- **Supplied passage**
○ ○ ○

And that’s funny because when the show debuted, not only was Julia the least-focused on, character-wise, but probably the Braverman kid that got the least attention, perhaps because she seemed to have it all figured out and wasn’t as much drama as overgrown man-child Crosby (Dax Shepard) and perpetual screw-up Sarah (Lauren Graham). And with her sweet supportive husband and cute, if hideously bratty daughter, high-powered lawyer Julia was the one you didn’t have to worry about. So the show didn’t and neither did I – other than her pretty husband, I never paid her much mind.

When the show started, the character I most identified with was Adam’s wife Kristina (Monica Potter), who’d grown up in an unhappy family and wasn’t always appreciative of the way the Bravermans barged in, physically and emotionally, into each other’s business. (I’m from a big family who’s in and out of each other’s business, even across state lines, and I get it. We’re exhausting.) What a difference six season makes. When “Parenthood” debuted, I’d been married for less than a month. Now, right before my fifth anniversary, I realize that I relate much more to the nuances of marriage as seen through the eyes of Julia and Joel (Sam Jaeger) than to Kristina, a dedicated mother who’s become, to me, increasingly sour and self-righteous.

Julia, however, has become more intriguing because she’s had to find out who she was as a wife, a mother, a professional, a woman and even in the order of her original family. When the show begins, she’s the breadwinner, and Joel, who was in contracting and had seen his work affected by the economy, is happy to be the primary at-home parent. And it works perfectly, so the two don’t see how deciding to add another child to their family would be anything less than perfect – perfect-er! But life happens, as we know it does, and they can’t get pregnant again. Then the young woman who was to let them adopt her baby changes her mind. So they adopt Victor, an older child who’d been in foster care and who made them work for his affection because he was afraid of being rejected again.

○ ○ ○

- **Stored data**
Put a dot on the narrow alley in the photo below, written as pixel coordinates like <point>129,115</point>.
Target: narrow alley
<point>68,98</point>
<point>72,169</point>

○ ○ ○

- **What to produce**
Reproduce the portion of the passage on "Parenthood" starting with "And that’s funny" and going on through "her much mind.".

- **Solution**
And that’s funny because when the show debuted, not only was Julia the least-focused on, character-wise, but probably the Braverman kid that got the least attention, perhaps because she seemed to have it all figured out and wasn’t as much drama as overgrown man-child Crosby (Dax Shepard) and perpetual screw-up Sarah (Lauren Graham). And with her sweet supportive husband and cute, if hideously bratty daughter, high-powered lawyer Julia was the one you didn’t have to worry about. So the show didn’t and neither did I – other than her pretty husband, I never paid her much mind.